#### Work to be completed
Can you put the lines of the records below into a numbered list, from the line holding "Where can you see the grassy" through the line holding "253], [1131, 212]]", inclusive, leaving out any blank lines?

#### Records shown
──────────────────────────────

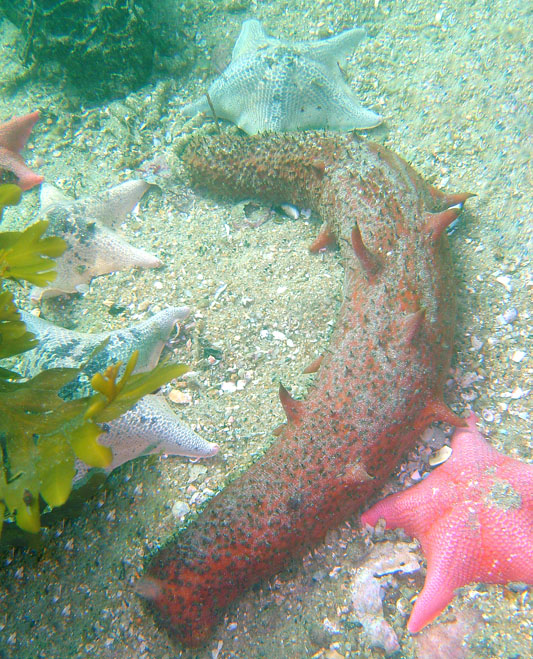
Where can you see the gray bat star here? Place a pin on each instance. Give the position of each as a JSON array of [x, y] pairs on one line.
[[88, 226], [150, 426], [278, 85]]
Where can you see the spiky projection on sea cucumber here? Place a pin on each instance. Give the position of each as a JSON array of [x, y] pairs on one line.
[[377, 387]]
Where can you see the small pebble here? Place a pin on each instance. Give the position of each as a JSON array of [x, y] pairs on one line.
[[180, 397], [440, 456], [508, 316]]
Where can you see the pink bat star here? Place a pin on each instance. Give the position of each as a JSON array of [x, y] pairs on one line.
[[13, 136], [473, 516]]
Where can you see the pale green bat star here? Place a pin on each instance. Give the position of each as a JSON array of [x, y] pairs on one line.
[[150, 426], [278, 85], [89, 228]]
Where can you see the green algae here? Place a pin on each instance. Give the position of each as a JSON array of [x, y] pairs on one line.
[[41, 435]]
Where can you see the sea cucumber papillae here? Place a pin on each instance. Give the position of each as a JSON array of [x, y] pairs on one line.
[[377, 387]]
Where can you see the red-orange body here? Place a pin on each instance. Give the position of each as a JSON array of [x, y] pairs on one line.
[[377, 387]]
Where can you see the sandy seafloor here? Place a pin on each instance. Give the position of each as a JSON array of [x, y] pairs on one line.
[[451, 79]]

──────────────────────────────

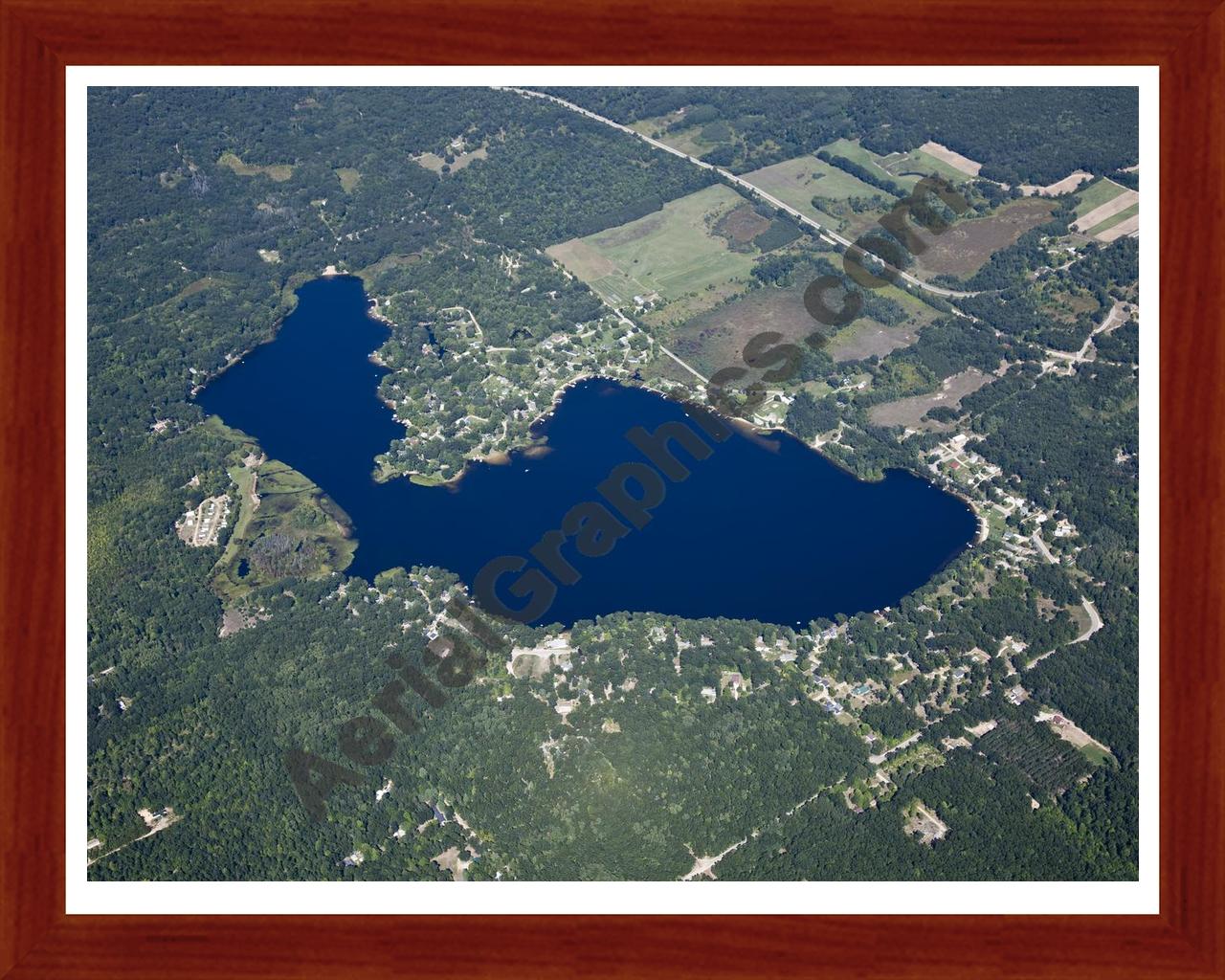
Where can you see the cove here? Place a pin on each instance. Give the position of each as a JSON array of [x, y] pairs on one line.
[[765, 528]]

──────────────────────────────

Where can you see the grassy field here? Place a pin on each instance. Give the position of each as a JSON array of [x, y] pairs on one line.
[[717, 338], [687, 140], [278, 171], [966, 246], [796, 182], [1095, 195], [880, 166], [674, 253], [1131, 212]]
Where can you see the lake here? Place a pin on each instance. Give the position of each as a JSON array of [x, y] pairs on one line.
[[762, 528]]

──────────────────────────────

#### Response
1. Where can you see the grassy field here? Place a pin on each instance. Give the position of each as a JSON array of [x, y] pairs on one line.
2. [[717, 338], [687, 140], [278, 171], [966, 246], [796, 182], [1095, 195], [880, 166], [674, 253], [1131, 212]]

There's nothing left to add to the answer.